Records from a dataset
****************************************

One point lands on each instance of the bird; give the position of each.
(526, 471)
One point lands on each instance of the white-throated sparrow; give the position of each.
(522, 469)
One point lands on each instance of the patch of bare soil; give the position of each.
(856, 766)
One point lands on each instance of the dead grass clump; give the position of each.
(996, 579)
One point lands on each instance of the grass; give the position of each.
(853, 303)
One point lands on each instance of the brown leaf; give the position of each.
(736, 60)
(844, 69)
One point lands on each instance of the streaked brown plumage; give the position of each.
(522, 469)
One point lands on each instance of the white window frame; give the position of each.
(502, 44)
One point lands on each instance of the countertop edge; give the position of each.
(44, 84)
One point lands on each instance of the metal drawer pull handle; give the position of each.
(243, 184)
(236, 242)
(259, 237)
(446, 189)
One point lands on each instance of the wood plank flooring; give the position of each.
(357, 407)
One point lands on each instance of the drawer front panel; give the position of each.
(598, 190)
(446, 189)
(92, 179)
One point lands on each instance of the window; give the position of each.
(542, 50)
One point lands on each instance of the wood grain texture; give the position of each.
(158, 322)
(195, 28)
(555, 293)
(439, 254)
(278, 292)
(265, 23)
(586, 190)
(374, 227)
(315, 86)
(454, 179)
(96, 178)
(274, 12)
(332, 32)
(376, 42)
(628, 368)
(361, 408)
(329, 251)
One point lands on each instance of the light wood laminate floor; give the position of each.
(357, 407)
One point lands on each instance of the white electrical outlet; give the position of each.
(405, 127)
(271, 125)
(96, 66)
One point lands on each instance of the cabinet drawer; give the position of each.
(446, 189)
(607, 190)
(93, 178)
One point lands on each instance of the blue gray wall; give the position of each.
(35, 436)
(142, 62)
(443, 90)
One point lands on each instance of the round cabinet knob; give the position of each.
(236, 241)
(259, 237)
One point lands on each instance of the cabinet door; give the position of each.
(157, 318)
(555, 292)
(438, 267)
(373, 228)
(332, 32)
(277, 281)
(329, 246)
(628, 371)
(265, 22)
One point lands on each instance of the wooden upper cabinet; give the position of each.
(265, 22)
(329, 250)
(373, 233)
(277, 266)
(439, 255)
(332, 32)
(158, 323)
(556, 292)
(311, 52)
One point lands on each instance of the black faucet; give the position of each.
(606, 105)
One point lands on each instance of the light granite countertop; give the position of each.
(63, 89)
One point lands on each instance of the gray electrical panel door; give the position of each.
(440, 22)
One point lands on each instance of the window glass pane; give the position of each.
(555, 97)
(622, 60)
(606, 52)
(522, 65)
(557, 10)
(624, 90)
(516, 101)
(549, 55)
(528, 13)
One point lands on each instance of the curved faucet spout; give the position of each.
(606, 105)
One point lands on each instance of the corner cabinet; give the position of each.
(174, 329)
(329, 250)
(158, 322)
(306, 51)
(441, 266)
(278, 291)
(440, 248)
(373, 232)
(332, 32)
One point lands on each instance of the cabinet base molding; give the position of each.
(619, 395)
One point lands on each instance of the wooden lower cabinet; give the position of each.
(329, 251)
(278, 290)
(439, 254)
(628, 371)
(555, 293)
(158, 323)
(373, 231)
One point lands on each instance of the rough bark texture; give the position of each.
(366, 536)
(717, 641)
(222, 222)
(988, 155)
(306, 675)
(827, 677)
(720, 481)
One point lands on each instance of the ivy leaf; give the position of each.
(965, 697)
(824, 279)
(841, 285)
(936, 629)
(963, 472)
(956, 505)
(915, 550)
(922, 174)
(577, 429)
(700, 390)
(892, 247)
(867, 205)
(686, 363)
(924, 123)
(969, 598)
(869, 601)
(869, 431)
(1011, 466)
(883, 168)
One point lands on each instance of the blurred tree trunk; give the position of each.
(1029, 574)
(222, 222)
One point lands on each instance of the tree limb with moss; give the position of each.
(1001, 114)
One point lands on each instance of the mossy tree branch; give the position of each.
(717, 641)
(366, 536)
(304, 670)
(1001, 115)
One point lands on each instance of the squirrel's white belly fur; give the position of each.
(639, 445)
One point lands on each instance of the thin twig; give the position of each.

****************************************

◆ PROMPT
Return all of the records above verbatim, without any changes.

◆ WORKED SOLUTION
One point lands on each instance of the bird; give the position of each.
(526, 471)
One point lands on each instance of the white-throated sparrow; give the position of each.
(522, 469)
One point lands on each instance of the patch of bare soil; give the position of each.
(856, 766)
One point lands on each instance of the dead grass clump; give the position of each.
(996, 579)
One point lands on each instance of the grass; give the position of each.
(853, 303)
One point lands on each instance of the brown leaf; give the position of each.
(736, 60)
(844, 69)
One point lands on each instance of the streaked brown plumage; give the position of each.
(522, 469)
One point lands on each instance of the white window frame; give the position of each.
(502, 44)
One point lands on each instance of the countertop edge; give the position of each.
(44, 84)
One point lands on each instance of the metal drawer pull handle; give the position of each.
(243, 184)
(236, 242)
(259, 237)
(446, 189)
One point lands on each instance of the wood plank flooring; give the position of each.
(357, 407)
One point lands on each instance of the drawer front panel; give the position of each.
(598, 190)
(446, 189)
(92, 179)
One point lands on each instance of the window; give the position of each.
(542, 50)
One point lands on each instance of the wood grain texture; give the position of each.
(158, 322)
(195, 28)
(555, 293)
(439, 254)
(278, 292)
(265, 23)
(586, 190)
(374, 227)
(315, 86)
(454, 179)
(96, 178)
(274, 12)
(332, 32)
(376, 42)
(628, 368)
(361, 408)
(329, 251)
One point lands on each instance of the light wood laminate floor; give the position of each.
(357, 407)
One point lands on each instance of the white electrical outlet; give the position of each.
(405, 127)
(271, 125)
(96, 66)
One point lands on each instance of the cabinet drawer; give the position of each.
(446, 189)
(607, 190)
(93, 178)
One point lands on each instance of the blue gray wall; give the position of each.
(35, 436)
(142, 62)
(443, 90)
One point lands on each instance of the round cabinet knob; give the position of each.
(236, 241)
(259, 237)
One point lands on each instance of the cabinet door; give the position of each.
(157, 318)
(555, 292)
(438, 267)
(373, 228)
(332, 32)
(277, 281)
(329, 246)
(628, 371)
(265, 22)
One point lands on each instance of the wooden upper cabinet; give the position of each.
(265, 22)
(329, 250)
(373, 233)
(277, 266)
(439, 255)
(332, 32)
(158, 323)
(556, 292)
(311, 52)
One point lands on each instance of the black faucet; give the position of each.
(606, 105)
One point lands on each instance of the light granite countertop; give the position of each.
(63, 89)
One point lands on each instance of the gray electrical panel door; give the position of each.
(440, 22)
One point lands on each instance of the window glass pane; give the position of each.
(555, 97)
(622, 60)
(606, 52)
(522, 65)
(557, 10)
(624, 90)
(516, 101)
(549, 55)
(528, 13)
One point lands on each instance of the curved faucet spout; give the position of each.
(606, 105)
One point lands on each instance of the corner cabinet; give the position of each.
(174, 329)
(329, 250)
(158, 322)
(306, 51)
(441, 266)
(278, 291)
(440, 248)
(373, 232)
(332, 32)
One point lands on each instance of the cabinet base molding; give the position of each.
(619, 395)
One point lands on each instance of the wooden lower cabinet; give the position of each.
(329, 251)
(278, 290)
(439, 254)
(628, 371)
(555, 293)
(158, 323)
(373, 231)
One point lands on each instance of the rough bark texture; give the position of each.
(366, 536)
(717, 641)
(222, 222)
(988, 155)
(306, 675)
(827, 677)
(720, 481)
One point lands on each instance of the ivy leaf; give the position of each.
(965, 697)
(824, 279)
(841, 285)
(936, 629)
(963, 472)
(956, 505)
(915, 550)
(922, 174)
(577, 429)
(700, 390)
(892, 247)
(867, 205)
(686, 363)
(924, 123)
(969, 598)
(869, 601)
(869, 431)
(1011, 466)
(883, 168)
One point lands on each instance of the blurred tree trunk; give the position of each.
(1029, 574)
(222, 222)
One point lands on each instance of the tree limb with moss; give the position of each.
(1001, 114)
One point lands on each instance of the mossy tree branch; give the position of each.
(717, 641)
(366, 536)
(304, 670)
(1001, 115)
One point lands on each instance of the squirrel's white belly fur; give the position of each.
(639, 445)
One point lands on each instance of the thin twig; give the position of each.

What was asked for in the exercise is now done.